# Study text
And while only peer-reviewed science reaches the journals, any unqualified person can express their opinion in a blog, on a website or in the commercial media. Syndicated columnists and radio shock jocks regularly express unqualified opinions and label those who understand the science as ‘warmists’, as if we were members of an obscure religious sect.
Science communicators have a responsibility to counter this tsunami of misinformation and facilitate community understanding of these important issues – in many ways their task has never been more urgent. At the very least, we are taking huge risks by ignoring these problems. More probably, we are actually making choices that reduce our chance of a smooth landing in any sustainable future arrangement; we are increasing the risk of serious disruption.
As the most obvious example, an energy policy based on the science would recognise the problems of peak oil and climate change. Since petroleum fuels will become increasingly expensive, urban transport needs to move away from the present emphasis on driving one-to-a-car. Reducing the consequences of energy use for the climate would drive a transition to cleaner energy supply from renewable sources like sun and wind, as well as reducing demand by turning energy more efficiently into the services we need.

# Parts of the exercise
- A) Answer these from the passage on science and misinformation:
(i) What label do syndicated columnists and radio shock jocks give to those who understand the science?
(ii) Which two problems would an energy policy based on the science recognize?
(iii) Which renewable energy sources are named?
- B) Name every outlet where, according to the passage on science and misinformation, any unqualified person can express their opinion.
- C) Write out the part of the passage on science and misinformation starting with "Science communicators have" and going on through "of serious disruption.".

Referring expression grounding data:
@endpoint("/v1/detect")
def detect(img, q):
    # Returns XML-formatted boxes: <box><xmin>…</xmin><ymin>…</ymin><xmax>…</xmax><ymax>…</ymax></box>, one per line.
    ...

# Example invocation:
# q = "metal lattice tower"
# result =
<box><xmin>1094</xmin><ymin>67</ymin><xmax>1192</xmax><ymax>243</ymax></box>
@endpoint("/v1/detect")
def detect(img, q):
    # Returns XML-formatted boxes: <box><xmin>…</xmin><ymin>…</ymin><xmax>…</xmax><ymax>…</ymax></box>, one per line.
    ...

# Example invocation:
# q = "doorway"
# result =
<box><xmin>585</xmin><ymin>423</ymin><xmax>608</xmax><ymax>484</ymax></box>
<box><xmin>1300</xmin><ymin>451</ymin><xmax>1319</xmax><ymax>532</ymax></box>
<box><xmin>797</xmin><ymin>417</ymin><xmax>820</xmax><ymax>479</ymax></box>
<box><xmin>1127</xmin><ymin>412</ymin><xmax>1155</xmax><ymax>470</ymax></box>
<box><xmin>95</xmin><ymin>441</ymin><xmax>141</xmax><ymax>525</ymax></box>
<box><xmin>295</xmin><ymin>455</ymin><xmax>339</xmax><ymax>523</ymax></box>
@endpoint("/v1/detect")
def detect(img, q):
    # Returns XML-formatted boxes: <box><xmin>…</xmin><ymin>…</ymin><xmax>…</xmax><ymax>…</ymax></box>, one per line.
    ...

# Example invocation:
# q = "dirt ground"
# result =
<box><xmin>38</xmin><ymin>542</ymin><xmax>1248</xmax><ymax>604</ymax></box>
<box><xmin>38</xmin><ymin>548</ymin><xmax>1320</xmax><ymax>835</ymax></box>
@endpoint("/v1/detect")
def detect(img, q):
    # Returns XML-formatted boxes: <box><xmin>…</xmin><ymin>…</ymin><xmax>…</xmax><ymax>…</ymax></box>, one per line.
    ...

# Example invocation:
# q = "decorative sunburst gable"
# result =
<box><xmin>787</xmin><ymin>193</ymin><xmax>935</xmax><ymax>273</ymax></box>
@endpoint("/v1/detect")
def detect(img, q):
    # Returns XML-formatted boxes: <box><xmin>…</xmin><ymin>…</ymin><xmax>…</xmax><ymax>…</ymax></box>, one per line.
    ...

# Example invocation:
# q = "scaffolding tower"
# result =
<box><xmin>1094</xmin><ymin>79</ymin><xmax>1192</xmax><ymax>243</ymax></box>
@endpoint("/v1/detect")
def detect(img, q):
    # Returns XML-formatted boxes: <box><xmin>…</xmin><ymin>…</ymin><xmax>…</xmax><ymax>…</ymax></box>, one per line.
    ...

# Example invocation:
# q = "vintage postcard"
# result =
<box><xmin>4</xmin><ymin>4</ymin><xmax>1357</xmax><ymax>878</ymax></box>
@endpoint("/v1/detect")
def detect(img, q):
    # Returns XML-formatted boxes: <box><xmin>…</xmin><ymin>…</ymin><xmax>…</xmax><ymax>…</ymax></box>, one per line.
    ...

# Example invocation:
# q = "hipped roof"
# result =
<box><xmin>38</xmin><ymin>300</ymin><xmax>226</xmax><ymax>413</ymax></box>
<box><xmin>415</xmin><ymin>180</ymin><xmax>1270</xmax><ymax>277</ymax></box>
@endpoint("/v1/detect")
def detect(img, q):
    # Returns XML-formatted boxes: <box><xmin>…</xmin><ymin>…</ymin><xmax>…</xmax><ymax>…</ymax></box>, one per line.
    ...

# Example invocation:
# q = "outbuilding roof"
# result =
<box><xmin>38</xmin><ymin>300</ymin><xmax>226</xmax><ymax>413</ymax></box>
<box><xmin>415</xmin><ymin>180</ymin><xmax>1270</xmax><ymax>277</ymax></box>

# Per-task answers
- A)
(i) 'Warmists'
(ii) Peak oil and climate change
(iii) Sun and wind

- B) A blog, a website, the commercial media

- C)
Science communicators have a responsibility to counter this tsunami of misinformation and facilitate community understanding of these important issues – in many ways their task has never been more urgent. At the very least, we are taking huge risks by ignoring these problems. More probably, we are actually making choices that reduce our chance of a smooth landing in any sustainable future arrangement; we are increasing the risk of serious disruption.